Could you repeat the listing exactly, leaving out the pictures?

◇ ◇ ◇

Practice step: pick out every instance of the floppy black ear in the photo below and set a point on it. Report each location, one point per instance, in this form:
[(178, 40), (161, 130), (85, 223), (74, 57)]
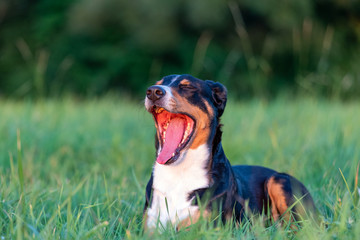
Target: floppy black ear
[(219, 94)]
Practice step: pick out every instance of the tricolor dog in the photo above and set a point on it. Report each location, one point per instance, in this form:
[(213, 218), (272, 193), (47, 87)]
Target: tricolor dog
[(191, 164)]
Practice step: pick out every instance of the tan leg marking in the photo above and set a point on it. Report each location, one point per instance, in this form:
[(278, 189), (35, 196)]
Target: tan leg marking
[(278, 199)]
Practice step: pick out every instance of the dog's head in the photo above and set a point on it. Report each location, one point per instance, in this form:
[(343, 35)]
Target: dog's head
[(186, 112)]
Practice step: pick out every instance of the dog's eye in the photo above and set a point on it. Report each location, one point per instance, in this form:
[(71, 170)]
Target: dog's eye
[(186, 86)]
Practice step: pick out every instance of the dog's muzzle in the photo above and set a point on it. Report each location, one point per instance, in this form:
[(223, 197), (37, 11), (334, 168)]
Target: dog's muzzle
[(155, 93)]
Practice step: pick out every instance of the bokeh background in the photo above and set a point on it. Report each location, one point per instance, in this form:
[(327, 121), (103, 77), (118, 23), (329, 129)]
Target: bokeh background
[(256, 48)]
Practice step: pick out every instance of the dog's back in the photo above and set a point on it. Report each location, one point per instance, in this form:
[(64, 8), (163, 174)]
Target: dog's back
[(263, 188)]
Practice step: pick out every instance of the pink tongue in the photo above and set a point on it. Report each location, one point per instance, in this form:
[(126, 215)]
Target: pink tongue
[(174, 134)]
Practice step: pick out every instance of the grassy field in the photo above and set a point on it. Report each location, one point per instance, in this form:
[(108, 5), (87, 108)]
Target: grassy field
[(82, 167)]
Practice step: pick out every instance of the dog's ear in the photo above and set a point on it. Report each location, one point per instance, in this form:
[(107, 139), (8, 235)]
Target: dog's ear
[(219, 95)]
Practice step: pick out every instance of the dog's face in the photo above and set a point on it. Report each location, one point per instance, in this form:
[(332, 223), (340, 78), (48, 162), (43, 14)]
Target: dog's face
[(185, 111)]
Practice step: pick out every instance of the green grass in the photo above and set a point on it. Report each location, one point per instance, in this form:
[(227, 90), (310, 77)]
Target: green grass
[(82, 167)]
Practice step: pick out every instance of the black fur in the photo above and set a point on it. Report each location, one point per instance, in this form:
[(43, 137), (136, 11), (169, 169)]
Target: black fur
[(232, 187)]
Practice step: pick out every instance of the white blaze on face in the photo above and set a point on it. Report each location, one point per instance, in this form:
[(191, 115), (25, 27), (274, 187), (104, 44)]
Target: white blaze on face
[(174, 182)]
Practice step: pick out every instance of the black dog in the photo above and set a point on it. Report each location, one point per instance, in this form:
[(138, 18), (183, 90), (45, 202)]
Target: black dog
[(191, 164)]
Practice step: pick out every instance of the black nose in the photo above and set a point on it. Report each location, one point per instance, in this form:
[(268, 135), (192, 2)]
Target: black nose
[(155, 93)]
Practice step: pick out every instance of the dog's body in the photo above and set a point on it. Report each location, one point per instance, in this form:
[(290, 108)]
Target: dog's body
[(191, 164)]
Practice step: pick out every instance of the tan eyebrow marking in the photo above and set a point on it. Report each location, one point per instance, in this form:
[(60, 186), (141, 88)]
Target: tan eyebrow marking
[(185, 82), (159, 82)]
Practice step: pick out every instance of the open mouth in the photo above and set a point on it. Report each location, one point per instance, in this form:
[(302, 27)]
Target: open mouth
[(174, 131)]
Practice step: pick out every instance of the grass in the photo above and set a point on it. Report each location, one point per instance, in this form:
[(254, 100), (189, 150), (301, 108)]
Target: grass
[(78, 169)]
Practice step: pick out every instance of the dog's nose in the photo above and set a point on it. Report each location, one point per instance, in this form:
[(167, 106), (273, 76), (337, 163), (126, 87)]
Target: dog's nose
[(155, 93)]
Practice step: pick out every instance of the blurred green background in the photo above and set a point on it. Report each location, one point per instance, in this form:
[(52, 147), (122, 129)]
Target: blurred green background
[(256, 48)]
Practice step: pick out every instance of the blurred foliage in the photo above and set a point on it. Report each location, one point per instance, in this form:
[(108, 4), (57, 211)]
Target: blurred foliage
[(256, 48)]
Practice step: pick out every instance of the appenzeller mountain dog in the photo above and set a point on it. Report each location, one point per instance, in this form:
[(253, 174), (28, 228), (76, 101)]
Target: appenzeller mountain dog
[(191, 165)]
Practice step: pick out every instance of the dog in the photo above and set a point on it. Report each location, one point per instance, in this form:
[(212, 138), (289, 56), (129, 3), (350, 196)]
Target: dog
[(191, 166)]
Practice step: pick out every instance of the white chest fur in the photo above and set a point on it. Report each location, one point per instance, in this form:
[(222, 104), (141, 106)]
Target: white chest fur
[(172, 185)]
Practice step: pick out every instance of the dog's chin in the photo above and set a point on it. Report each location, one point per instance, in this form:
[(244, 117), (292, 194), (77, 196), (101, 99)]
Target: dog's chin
[(174, 133)]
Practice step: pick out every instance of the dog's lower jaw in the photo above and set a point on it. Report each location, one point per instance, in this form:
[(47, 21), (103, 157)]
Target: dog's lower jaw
[(172, 185)]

◇ ◇ ◇

◆ **Answer below**:
Practice step: pick out every instance of the floppy black ear in the photo below and set a point on it. Report each location, one point per instance, in this form:
[(178, 40), (161, 130), (85, 223), (74, 57)]
Target: floppy black ear
[(219, 94)]
Practice step: pick out every instance of the tricolor dog in the photo above and set a point on it. Report each location, one point per instance, in this form:
[(213, 218), (272, 193), (47, 87)]
Target: tricolor dog
[(191, 164)]
Practice step: pick out every instance of the tan leg marking in the photo above and set a point on it. Report each location, one point per instance, in this form:
[(278, 189), (35, 196)]
Target: tan leg marking
[(278, 199)]
Practice step: pick out every instance of the dog's head in the photo above and set a point on it. Report each location, one point per instance, in this form:
[(343, 35)]
Target: dog's head
[(186, 112)]
Practice step: pick out every instance of the dog's eye in the photo above and set a point on it. Report each location, one point per instance, in this form:
[(71, 170)]
Target: dog's eye
[(186, 86)]
Practice step: pick out every instance of the dog's muzzle in the photo above and set a point on it. Report each location, one point per instance, in this form:
[(223, 197), (37, 11), (334, 168)]
Target: dog's muzzle
[(155, 93)]
Practice step: pick out every instance of the bokeh background in the photo above and set a point on it. Report each location, one point per instance, in this form:
[(327, 121), (103, 77), (118, 23), (329, 129)]
Target: bokeh background
[(256, 48)]
Practice step: pick out every instance of the dog's back in the photo above and set a point on it. Report each location, one point per instance, in this form:
[(64, 8), (163, 174)]
Target: dog's back
[(263, 188)]
Practice step: pick out every instance of the pink tongue in the photo above and set a point on it. Report each location, one point per instance, in this form:
[(126, 215)]
Target: pink tongue
[(174, 134)]
Practice step: pick out every instance of the grassy field in the photo above and set a point on it. Report each location, one point per instance, in this form:
[(108, 5), (87, 108)]
Target: grassy field
[(82, 167)]
Practice step: pick out every instance of the dog's ear in the photo above and set a point on it. Report each location, one point per instance, in this form:
[(107, 139), (8, 235)]
Target: dog's ear
[(219, 95)]
Practice step: pick out every instance of the dog's face in the photo above and set a point on it. Report each location, one point per instance, in this form:
[(332, 223), (340, 78), (48, 162), (43, 14)]
Target: dog's face
[(185, 111)]
Practice step: pick out every instance of the green grass in the photo above and set a point on it. Report each location, one point per instance, in this form:
[(227, 90), (310, 77)]
Target: green grass
[(82, 167)]
Practice step: pick out every instance of the black fur in the photo above and set a point on it. Report each location, one point per instance, in this form:
[(43, 137), (136, 11), (169, 169)]
Target: black fur
[(232, 187)]
Practice step: pick out every instance of the white blaze on face in the photo above and set a point on it. Report each location, one point per instance, in this form:
[(191, 115), (25, 27), (274, 187), (104, 44)]
Target: white blaze on face
[(174, 182)]
Practice step: pick out every instance of the black dog in the photo above and set a point on it. Report each location, one point per instance, in this form:
[(138, 18), (183, 90), (45, 202)]
Target: black dog
[(191, 164)]
Practice step: pick out every instance of the black nose in the photo above and set a point on it. Report each location, one point per instance, in this form:
[(268, 135), (192, 2)]
Target: black nose
[(155, 93)]
Practice step: pick out every instance of the dog's body in the photo above and set a point on it. Report each location, one point per instance, in this form:
[(290, 108)]
Target: dog's body
[(191, 164)]
Practice step: pick out every instance of the tan eyebrow marking in the photo above and set a point on it. Report each location, one point per instance, in this form:
[(60, 186), (141, 88)]
Target: tan eyebrow marking
[(185, 82), (159, 82)]
Practice step: pick out every instance of the open mouth in the photo above and set a point on it. Report each location, one point per instance, in this form:
[(302, 27)]
Target: open mouth
[(174, 131)]
Practice step: pick out every instance of the grass in the photo above and set a point on it. Report each location, one point per instance, in this form:
[(254, 100), (189, 150), (301, 108)]
Target: grass
[(78, 169)]
Practice step: pick out every instance of the dog's nose in the photo above and set a point on it. Report each location, one point per instance, in this form:
[(167, 106), (273, 76), (337, 163), (126, 87)]
Target: dog's nose
[(155, 93)]
Practice step: pick out every instance of the blurred green background in the photo above and set a point on it. Report each location, one point per instance, in this form:
[(52, 147), (122, 129)]
Target: blurred green background
[(256, 48)]
Practice step: pick out every instance of the blurred foliage in the photo above and set a point on it. Report each location, one point per instance, in this form:
[(108, 4), (57, 211)]
Target: blurred foliage
[(256, 48)]
Practice step: pick out every instance of the appenzeller mountain dog in the photo above and set a point on it. Report each location, one point per instance, in this form:
[(253, 174), (28, 228), (76, 101)]
Target: appenzeller mountain dog
[(191, 165)]
Practice step: pick out every instance of the dog in the photo above and set a point on it. Report each location, one point per instance, in this form:
[(212, 138), (289, 56), (129, 3), (350, 196)]
Target: dog
[(191, 166)]
Practice step: pick out every instance of the white chest fur in the photo above and set a point on it. Report each location, one point per instance, in this form:
[(222, 104), (141, 106)]
Target: white chest fur
[(172, 185)]
Practice step: pick out every instance of the dog's chin in the photo above and set a point on it. Report each location, one point per instance, in this form:
[(244, 117), (292, 194), (77, 196), (101, 99)]
Target: dog's chin
[(174, 133)]
Practice step: pick out every instance of the dog's lower jaw in the photo above and set a point on it. Report each location, one point per instance, in this form:
[(47, 21), (103, 157)]
Target: dog's lower jaw
[(172, 185)]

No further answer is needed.